BEGIN

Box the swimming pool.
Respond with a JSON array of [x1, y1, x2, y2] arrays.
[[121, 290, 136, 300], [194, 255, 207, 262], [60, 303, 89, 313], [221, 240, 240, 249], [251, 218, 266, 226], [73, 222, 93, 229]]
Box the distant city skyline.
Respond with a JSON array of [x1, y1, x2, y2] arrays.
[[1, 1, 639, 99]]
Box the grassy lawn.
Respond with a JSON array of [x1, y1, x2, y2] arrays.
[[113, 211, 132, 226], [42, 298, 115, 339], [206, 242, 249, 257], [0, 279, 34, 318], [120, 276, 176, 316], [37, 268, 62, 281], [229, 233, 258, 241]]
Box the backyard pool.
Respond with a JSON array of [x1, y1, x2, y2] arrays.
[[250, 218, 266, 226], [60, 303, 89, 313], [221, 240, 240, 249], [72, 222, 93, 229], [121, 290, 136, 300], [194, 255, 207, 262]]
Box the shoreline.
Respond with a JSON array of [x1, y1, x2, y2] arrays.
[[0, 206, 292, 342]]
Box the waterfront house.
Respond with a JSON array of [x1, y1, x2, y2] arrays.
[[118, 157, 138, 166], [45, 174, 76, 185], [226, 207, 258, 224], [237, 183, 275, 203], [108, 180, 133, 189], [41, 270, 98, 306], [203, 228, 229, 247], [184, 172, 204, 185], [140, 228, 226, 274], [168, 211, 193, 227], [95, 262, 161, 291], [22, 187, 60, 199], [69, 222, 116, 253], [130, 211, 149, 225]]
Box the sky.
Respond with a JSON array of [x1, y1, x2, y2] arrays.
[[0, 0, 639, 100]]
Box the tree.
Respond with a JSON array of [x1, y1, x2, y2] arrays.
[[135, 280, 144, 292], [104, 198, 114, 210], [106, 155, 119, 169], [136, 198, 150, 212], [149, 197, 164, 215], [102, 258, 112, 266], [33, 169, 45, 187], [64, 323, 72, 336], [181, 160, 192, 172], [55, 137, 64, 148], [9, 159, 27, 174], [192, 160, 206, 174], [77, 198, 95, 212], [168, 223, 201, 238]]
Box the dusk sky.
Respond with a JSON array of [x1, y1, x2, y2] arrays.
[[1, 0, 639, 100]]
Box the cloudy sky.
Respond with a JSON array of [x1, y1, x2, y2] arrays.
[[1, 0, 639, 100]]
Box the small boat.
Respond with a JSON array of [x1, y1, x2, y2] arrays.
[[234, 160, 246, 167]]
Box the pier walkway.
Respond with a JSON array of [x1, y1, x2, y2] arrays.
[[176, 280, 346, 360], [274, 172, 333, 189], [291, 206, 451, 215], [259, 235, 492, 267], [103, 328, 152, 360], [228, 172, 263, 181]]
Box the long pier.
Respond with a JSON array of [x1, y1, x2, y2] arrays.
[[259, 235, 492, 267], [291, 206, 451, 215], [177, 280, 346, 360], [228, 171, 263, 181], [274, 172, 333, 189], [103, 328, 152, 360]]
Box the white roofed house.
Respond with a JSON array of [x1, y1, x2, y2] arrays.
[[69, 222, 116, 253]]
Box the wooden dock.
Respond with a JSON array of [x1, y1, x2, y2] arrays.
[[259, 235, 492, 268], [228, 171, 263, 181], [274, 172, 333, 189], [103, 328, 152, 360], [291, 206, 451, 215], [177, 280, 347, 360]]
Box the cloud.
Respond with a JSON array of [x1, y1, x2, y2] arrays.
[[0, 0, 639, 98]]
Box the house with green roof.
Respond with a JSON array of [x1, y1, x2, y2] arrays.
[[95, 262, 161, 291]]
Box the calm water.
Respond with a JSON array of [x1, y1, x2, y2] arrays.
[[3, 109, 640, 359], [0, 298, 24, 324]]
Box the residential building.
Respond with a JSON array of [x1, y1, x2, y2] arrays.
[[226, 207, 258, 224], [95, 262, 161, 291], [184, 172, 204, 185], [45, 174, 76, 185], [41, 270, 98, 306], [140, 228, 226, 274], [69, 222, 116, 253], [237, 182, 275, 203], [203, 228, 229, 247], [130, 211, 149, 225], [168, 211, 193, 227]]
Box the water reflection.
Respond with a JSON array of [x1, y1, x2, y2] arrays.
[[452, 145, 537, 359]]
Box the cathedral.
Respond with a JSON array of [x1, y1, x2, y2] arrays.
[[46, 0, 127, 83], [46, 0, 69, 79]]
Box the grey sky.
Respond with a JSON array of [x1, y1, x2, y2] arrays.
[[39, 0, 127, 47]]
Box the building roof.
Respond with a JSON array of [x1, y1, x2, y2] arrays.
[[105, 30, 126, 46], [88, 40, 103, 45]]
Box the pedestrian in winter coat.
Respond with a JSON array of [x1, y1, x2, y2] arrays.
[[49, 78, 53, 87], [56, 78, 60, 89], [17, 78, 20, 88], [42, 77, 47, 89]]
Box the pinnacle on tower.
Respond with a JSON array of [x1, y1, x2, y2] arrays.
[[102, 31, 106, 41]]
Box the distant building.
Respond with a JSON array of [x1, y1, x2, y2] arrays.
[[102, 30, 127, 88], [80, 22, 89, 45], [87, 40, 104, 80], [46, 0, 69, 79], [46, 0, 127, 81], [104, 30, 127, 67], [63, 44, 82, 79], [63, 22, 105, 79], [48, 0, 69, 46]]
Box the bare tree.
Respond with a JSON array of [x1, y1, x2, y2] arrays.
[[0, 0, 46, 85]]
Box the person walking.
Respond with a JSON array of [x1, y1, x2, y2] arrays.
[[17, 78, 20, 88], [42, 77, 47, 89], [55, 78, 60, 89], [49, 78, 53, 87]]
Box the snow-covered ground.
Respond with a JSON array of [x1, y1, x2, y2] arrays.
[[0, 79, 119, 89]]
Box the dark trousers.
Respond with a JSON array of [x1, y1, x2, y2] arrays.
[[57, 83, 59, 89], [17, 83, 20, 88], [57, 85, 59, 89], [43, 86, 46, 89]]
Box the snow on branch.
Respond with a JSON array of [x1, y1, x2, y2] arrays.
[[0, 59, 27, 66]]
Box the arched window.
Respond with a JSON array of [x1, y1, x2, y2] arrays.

END

Only the number is needed: please work out how many lines in the data contain the string "pool".

RESULT OF THE EXERCISE:
2